*PROBLEM DETAILS*
Copy out every line of the records below, character for character.

Shape labeling records

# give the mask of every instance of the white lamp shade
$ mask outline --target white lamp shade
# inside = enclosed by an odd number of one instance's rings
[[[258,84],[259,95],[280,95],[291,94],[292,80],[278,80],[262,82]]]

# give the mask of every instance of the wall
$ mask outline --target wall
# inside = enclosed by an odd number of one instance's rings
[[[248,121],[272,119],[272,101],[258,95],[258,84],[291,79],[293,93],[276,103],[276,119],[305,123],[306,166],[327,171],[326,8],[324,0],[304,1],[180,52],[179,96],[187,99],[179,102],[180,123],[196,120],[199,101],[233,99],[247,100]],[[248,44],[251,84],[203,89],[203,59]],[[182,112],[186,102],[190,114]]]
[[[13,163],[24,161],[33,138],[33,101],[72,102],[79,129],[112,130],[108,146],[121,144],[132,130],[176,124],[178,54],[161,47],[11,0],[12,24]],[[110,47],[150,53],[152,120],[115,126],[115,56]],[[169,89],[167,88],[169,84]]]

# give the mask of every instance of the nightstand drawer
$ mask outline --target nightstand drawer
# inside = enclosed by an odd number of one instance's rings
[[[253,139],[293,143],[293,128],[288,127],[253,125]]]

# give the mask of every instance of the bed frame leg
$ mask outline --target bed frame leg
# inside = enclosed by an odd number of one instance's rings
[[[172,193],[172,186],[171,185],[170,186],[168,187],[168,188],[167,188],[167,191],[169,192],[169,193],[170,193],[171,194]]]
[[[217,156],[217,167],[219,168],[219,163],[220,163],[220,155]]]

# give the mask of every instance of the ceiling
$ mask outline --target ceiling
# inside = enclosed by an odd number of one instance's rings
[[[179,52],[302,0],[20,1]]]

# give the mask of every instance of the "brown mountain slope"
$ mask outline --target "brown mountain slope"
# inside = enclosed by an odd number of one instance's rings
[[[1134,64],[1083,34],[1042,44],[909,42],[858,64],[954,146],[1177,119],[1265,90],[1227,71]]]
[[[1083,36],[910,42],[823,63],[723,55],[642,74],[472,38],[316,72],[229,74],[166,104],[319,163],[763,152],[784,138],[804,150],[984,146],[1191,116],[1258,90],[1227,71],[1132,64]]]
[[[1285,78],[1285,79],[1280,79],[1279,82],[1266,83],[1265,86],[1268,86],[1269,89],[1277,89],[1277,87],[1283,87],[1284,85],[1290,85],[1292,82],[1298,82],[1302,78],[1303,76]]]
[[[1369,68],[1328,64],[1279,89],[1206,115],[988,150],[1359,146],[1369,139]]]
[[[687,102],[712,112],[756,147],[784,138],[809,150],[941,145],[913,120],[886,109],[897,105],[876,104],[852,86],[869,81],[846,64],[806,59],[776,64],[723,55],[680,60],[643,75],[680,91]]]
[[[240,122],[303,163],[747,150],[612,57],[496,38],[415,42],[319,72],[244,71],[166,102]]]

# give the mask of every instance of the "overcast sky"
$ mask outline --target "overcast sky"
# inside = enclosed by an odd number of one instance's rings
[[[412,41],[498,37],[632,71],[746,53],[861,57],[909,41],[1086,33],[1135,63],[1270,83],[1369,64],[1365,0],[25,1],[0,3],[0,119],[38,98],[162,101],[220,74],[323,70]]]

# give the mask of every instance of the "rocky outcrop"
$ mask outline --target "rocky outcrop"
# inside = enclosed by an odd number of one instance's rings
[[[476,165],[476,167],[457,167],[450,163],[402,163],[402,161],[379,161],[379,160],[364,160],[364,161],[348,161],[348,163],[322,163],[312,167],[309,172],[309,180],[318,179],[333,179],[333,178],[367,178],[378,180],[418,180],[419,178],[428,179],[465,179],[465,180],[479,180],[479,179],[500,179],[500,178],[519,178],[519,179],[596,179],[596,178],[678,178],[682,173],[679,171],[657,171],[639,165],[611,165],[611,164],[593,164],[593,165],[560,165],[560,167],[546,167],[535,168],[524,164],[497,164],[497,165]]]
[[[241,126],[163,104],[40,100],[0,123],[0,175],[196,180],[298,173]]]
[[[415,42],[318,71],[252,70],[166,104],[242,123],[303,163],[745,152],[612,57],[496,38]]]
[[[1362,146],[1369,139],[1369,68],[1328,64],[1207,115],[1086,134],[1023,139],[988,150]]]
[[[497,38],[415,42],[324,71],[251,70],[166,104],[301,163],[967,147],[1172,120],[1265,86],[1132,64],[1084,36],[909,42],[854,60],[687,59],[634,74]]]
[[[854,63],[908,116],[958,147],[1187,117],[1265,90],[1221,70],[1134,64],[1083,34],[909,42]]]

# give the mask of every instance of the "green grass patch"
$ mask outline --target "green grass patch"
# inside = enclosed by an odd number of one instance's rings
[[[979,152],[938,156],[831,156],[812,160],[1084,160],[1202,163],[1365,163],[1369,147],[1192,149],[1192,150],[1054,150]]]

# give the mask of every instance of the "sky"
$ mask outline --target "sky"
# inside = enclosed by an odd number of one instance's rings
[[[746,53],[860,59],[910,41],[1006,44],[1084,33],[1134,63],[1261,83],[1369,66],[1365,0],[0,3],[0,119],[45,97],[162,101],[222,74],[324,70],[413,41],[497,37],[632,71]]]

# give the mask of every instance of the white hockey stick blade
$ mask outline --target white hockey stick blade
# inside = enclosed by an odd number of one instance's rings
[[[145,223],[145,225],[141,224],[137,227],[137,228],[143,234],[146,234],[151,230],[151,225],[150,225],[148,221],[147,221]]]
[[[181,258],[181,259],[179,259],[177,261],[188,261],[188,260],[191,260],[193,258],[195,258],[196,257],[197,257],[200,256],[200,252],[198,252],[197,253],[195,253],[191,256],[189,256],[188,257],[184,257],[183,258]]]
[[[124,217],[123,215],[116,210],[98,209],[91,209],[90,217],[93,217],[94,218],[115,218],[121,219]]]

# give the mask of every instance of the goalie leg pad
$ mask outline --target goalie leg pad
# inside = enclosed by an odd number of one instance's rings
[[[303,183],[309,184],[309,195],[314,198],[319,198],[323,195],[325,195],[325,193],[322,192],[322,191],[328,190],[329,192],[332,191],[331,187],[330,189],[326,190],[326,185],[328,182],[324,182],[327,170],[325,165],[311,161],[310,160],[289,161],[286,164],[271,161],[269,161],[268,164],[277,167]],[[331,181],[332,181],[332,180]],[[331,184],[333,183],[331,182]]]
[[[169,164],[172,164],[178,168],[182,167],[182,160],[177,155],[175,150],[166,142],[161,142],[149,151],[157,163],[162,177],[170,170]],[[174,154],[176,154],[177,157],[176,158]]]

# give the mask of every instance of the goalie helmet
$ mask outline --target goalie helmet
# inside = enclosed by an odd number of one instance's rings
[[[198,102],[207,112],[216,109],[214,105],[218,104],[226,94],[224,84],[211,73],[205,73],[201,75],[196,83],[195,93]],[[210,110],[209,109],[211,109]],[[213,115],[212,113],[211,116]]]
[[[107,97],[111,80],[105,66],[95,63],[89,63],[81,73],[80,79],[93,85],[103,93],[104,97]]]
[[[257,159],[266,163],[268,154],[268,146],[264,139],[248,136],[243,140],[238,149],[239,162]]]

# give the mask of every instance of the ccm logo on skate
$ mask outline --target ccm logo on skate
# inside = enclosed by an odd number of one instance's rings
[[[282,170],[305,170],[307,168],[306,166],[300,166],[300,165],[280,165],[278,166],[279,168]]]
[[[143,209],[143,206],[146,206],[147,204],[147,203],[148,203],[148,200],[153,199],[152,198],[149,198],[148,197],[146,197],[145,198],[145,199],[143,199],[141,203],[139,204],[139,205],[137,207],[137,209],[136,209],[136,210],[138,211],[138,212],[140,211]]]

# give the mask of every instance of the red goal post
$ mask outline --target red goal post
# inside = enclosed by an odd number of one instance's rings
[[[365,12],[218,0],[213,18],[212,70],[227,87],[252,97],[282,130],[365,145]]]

*EXERCISE RESULT*
# give the mask of every instance of the white lamp shade
$ mask outline --target white lamp shade
# inside = enclosed by an odd number of one instance's rings
[[[258,84],[259,95],[280,95],[291,94],[292,80],[278,80],[262,82]]]

# give the mask of every instance of the wall
$ mask outline --target wall
# inside = enclosed by an odd number of one instance's rings
[[[248,121],[272,119],[272,101],[258,95],[258,84],[291,79],[293,93],[276,103],[276,119],[305,123],[306,166],[327,171],[326,8],[324,0],[304,1],[180,52],[179,96],[187,99],[179,102],[180,123],[196,120],[199,101],[233,99],[247,100]],[[248,44],[251,84],[203,89],[203,59]],[[182,112],[186,102],[190,114]]]
[[[13,163],[24,161],[33,138],[33,101],[72,102],[79,129],[112,130],[108,146],[121,144],[132,130],[176,124],[178,54],[161,47],[11,0],[12,24]],[[110,47],[150,53],[152,120],[115,126],[115,56]],[[169,89],[167,88],[169,84]]]

# give the mask of every instance of the nightstand drawer
$ mask outline --target nightstand drawer
# inside = enclosed by an odd number of one instance's rings
[[[253,139],[293,143],[293,128],[288,127],[253,125]]]

# give the mask of every instance of the bed frame leg
$ mask outline --target bed frame leg
# inside = enclosed by an odd number of one instance's rings
[[[172,193],[172,186],[171,185],[170,186],[168,187],[168,188],[167,188],[167,191],[169,192],[169,193],[170,193],[171,194]]]
[[[217,156],[217,167],[219,168],[219,163],[220,163],[220,155]]]

# give the mask of every instance of the ceiling
$ mask outline --target ceiling
# inside = enclosed by an odd number of one instance's rings
[[[179,52],[302,0],[20,1]]]

# give the mask of every instance of the "brown mountain slope"
$ mask outline --target "brown mountain slope"
# inside = enclosed by an odd number of one instance's rings
[[[1134,64],[1083,34],[1042,44],[909,42],[858,64],[954,146],[1177,119],[1265,90],[1227,71]]]
[[[1083,36],[910,42],[823,63],[723,55],[642,74],[472,38],[316,72],[229,74],[166,104],[319,163],[763,152],[784,138],[804,150],[984,146],[1191,116],[1258,90],[1227,71],[1132,64]]]
[[[1285,78],[1285,79],[1280,79],[1279,82],[1266,83],[1265,86],[1268,86],[1269,89],[1277,89],[1277,87],[1283,87],[1284,85],[1290,85],[1292,82],[1298,82],[1302,78],[1303,76]]]
[[[1369,68],[1328,64],[1279,89],[1206,115],[988,150],[1359,146],[1369,139]]]
[[[687,102],[712,112],[756,147],[784,138],[809,150],[941,145],[913,120],[886,109],[897,105],[876,104],[852,86],[869,81],[846,64],[806,59],[776,64],[723,55],[680,60],[643,75],[680,91]]]
[[[240,122],[303,163],[747,150],[612,57],[496,38],[415,42],[319,72],[244,71],[166,102]]]

# give the mask of every instance of the "overcast sky"
$ mask outline --target "overcast sky"
# inside = enclosed by an odd number of one instance's rings
[[[412,41],[498,37],[632,71],[746,53],[861,57],[909,41],[1086,33],[1135,63],[1270,83],[1369,64],[1365,0],[25,1],[0,3],[0,119],[38,98],[162,101],[220,74],[323,70]]]

# give the mask of every instance of the "rocky outcrop"
$ mask outline --target "rocky outcrop"
# inside = enclosed by an odd number of one instance's rings
[[[476,165],[476,167],[457,167],[450,163],[402,163],[402,161],[379,161],[379,160],[364,160],[364,161],[348,161],[348,163],[322,163],[312,167],[309,172],[309,180],[318,179],[333,179],[333,178],[367,178],[378,180],[418,180],[419,178],[428,179],[465,179],[465,180],[479,180],[479,179],[500,179],[500,178],[519,178],[519,179],[596,179],[596,178],[678,178],[682,173],[679,171],[657,171],[639,165],[611,165],[611,164],[593,164],[593,165],[560,165],[560,167],[546,167],[535,168],[524,164],[497,164],[497,165]]]
[[[241,126],[163,104],[40,100],[0,123],[0,175],[196,180],[298,173]]]
[[[415,42],[318,71],[252,70],[166,104],[242,123],[303,163],[745,152],[612,57],[496,38]]]
[[[1362,146],[1369,139],[1369,68],[1328,64],[1207,115],[1086,134],[1023,139],[988,150]]]
[[[497,38],[415,42],[324,71],[251,70],[166,104],[301,163],[967,147],[1172,120],[1265,86],[1132,64],[1084,36],[909,42],[854,60],[687,59],[634,74]]]
[[[854,63],[908,116],[958,147],[1187,117],[1265,90],[1221,70],[1134,64],[1083,34],[909,42]]]

# give the mask of every instance of the "green grass patch"
$ mask outline --target "green grass patch"
# inside = enclosed by an odd number of one instance's rings
[[[979,152],[938,156],[831,156],[812,160],[1084,160],[1202,163],[1365,163],[1369,147],[1192,149],[1192,150],[1054,150]]]

# give the mask of every instance of the "sky"
$ mask outline --target "sky"
# inside = enclosed by an odd number of one instance's rings
[[[746,53],[860,59],[910,41],[1006,44],[1084,33],[1134,63],[1261,83],[1369,66],[1365,0],[0,3],[0,119],[45,97],[162,101],[222,74],[324,70],[413,41],[497,37],[632,71]]]

# give the mask of every instance of the white hockey stick blade
$ mask outline --target white hockey stick blade
# inside = enclosed by an odd number of one instance's rings
[[[145,223],[145,225],[141,224],[137,227],[137,228],[143,234],[146,234],[151,230],[151,225],[150,225],[148,221],[147,221]]]
[[[181,258],[181,259],[179,259],[177,261],[188,261],[188,260],[191,260],[193,258],[195,258],[196,257],[197,257],[200,256],[200,252],[198,252],[197,253],[195,253],[191,256],[189,256],[188,257],[184,257],[183,258]]]
[[[124,217],[123,215],[116,210],[98,209],[91,209],[90,217],[93,217],[94,218],[115,218],[121,219]]]

# give the mask of every instance of the goalie leg pad
$ mask outline --target goalie leg pad
# inside = enclosed by an odd number of one instance's rings
[[[303,183],[309,184],[309,195],[314,198],[319,198],[323,195],[325,195],[325,193],[322,192],[322,191],[328,190],[329,192],[332,191],[331,187],[330,189],[326,190],[326,185],[328,182],[324,182],[327,170],[325,165],[311,161],[310,160],[289,161],[286,164],[271,161],[269,161],[268,164],[277,167]],[[331,181],[332,181],[332,180]],[[331,184],[333,183],[331,182]]]
[[[169,164],[172,164],[178,168],[182,167],[182,160],[177,155],[175,150],[166,142],[161,142],[149,151],[157,163],[162,177],[170,170]],[[174,154],[176,154],[177,157],[176,158]]]

# give the mask of every instance of the goalie helmet
$ mask outline --target goalie helmet
# inside = enclosed by an odd number of one instance's rings
[[[198,102],[207,112],[216,109],[214,105],[218,104],[226,94],[224,84],[211,73],[205,73],[201,75],[196,83],[195,93]],[[210,110],[209,109],[211,109]],[[213,115],[212,113],[211,116]]]
[[[107,97],[111,80],[105,66],[95,63],[89,63],[81,73],[80,79],[93,85],[103,93],[104,97]]]
[[[257,159],[266,163],[268,154],[268,146],[264,139],[248,136],[243,140],[238,149],[239,162]]]

# give the mask of every instance of the ccm logo on skate
$ mask outline --target ccm logo on skate
# inside = enclosed by an odd number of one instance's rings
[[[282,170],[305,170],[307,168],[306,166],[300,166],[300,165],[280,165],[278,166],[279,168]]]
[[[143,209],[143,206],[146,206],[147,204],[147,203],[148,203],[148,200],[153,199],[152,198],[149,198],[148,197],[146,197],[145,198],[145,199],[143,199],[141,203],[139,204],[139,205],[137,207],[137,209],[136,209],[136,210],[138,211],[138,212],[140,211]]]

# give the mask of every instance of the red goal post
$ mask outline --target red goal post
# inside = enclosed by an odd number of one instance's rings
[[[365,12],[218,0],[213,18],[212,70],[227,87],[252,97],[282,130],[365,145]]]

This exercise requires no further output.